# REQUIREMENT
Go through the listing below and copy out every line that contains the word "grass".

━━━━━ STORED RECORDS

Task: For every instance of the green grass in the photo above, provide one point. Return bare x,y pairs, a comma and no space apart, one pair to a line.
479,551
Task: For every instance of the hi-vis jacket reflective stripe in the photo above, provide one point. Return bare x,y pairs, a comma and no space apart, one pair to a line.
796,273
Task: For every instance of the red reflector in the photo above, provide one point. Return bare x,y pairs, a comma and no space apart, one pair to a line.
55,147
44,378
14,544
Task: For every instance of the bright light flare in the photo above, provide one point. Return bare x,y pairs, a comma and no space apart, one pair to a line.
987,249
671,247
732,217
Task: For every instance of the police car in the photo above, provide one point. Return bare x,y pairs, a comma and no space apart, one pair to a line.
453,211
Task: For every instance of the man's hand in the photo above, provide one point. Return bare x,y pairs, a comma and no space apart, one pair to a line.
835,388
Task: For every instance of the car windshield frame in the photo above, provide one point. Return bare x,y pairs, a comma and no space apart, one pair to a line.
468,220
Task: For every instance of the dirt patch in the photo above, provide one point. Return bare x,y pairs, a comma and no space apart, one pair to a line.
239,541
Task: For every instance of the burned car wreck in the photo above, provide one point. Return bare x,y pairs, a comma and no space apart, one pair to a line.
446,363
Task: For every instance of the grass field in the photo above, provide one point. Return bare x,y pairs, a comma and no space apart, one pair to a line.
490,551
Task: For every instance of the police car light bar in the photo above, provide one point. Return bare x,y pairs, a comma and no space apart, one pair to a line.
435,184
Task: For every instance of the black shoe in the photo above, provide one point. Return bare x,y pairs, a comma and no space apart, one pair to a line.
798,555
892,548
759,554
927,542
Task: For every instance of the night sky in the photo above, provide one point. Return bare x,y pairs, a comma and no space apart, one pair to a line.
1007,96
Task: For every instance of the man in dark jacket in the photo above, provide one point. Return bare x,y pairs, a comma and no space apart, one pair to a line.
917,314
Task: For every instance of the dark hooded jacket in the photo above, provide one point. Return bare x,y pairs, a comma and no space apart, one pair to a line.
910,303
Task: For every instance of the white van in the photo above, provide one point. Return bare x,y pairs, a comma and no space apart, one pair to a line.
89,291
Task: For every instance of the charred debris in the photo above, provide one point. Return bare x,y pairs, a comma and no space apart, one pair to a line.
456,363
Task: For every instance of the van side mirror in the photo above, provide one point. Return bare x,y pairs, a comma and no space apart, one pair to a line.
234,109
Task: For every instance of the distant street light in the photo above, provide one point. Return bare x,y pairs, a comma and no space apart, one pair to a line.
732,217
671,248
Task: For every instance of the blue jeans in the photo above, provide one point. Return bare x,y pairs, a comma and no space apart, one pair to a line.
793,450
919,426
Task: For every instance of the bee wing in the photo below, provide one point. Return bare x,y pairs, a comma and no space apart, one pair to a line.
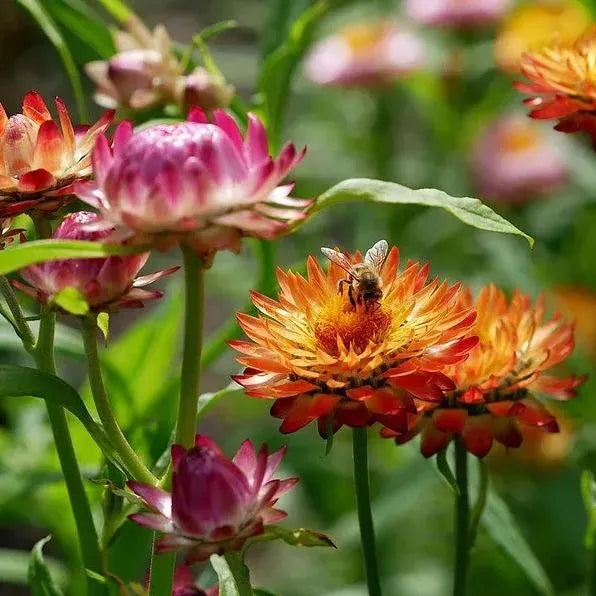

━━━━━━━━━━

# SOLUTION TO THIS EXERCISE
Task: For every instance of the green grass in the photo above, provide one point. Return bare x,y pairs, a comma and no space apart, one pair to a line.
Task: For every instance of the grass field in the photo above, provide one point. Return bare x,y pairs, a comma and no space apart, one pair to a line.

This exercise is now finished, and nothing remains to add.